** Assignment **
The full listing is needed, transcribed word for word.

** Records to use **

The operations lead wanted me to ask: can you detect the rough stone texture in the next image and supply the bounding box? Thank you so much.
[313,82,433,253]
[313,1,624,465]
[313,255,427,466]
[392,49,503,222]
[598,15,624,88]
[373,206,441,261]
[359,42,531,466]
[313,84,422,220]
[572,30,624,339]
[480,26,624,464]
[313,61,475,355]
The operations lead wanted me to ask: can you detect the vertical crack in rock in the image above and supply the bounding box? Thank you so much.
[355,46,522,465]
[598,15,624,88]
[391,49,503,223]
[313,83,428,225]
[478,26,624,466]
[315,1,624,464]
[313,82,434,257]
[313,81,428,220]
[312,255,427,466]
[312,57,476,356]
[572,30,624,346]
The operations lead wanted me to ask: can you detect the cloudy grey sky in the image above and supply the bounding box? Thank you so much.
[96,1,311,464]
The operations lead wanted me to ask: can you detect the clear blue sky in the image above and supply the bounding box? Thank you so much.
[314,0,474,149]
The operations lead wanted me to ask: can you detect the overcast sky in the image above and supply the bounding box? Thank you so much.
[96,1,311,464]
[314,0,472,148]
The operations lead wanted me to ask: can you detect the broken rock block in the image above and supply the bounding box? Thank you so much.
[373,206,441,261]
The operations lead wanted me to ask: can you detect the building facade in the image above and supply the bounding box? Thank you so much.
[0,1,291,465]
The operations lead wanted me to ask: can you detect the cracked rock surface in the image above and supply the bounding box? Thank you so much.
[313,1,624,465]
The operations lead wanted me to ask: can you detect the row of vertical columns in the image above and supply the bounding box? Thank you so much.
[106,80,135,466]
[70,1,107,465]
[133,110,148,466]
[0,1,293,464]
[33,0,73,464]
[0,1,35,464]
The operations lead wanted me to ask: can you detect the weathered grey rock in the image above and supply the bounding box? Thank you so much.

** Exercise result **
The operations lead wanted me to ask: can you detect the rough stone texture in the next image and supply the bounding box? Thank you so much.
[313,82,433,253]
[313,1,624,465]
[313,255,427,466]
[392,49,503,222]
[598,15,624,88]
[373,206,441,261]
[359,42,531,466]
[313,84,422,220]
[572,30,624,339]
[480,26,624,464]
[313,61,475,355]
The operations lead wanted me to ask: can you detect the vertical crack in rock in the image above and supply the bounding box? Thank you so much.
[355,46,522,465]
[598,15,624,88]
[391,49,503,223]
[313,83,428,225]
[478,26,624,466]
[315,1,624,464]
[313,82,434,257]
[313,81,428,220]
[312,255,427,466]
[312,57,476,356]
[572,30,624,346]
The operations lead wanted me to ask: can you detect the cloudy grey sky in the image above and supply the bounding box? Thank you so much.
[96,1,311,464]
The operations lead wanted me to ask: can you detect the clear blue sky in the image above and supply the bounding box? Thank you so much.
[314,0,474,149]
The operations lead wanted me to ask: can you detect the overcast sky in the image above and supply the bounding box? Thank you so much.
[96,1,311,464]
[314,0,472,148]
The operations lead wanted me to ask: can you detect the broken rock block in the image above and supply the bounding box? Thank you so much.
[373,206,441,261]
The operations lead wanted me to ask: can you detect the building facade in the image above and supply the bounding box? Thank you so much.
[0,1,291,465]
The operations lead wanted me to ask: can you detect the cracked rock surface in the image above and supply the bounding box? Thank you so much.
[313,1,624,465]
The operations lead wanted me to ask: can you detect the row of vertical columns in the image above and supply the bounding box? Thank you so much.
[106,80,135,466]
[70,1,107,465]
[133,110,148,466]
[0,1,293,464]
[33,0,73,464]
[0,1,35,464]
The operations lead wanted me to ask: can you detect the weathered grey rock in the image above and supply the bounding box? Thank you so much.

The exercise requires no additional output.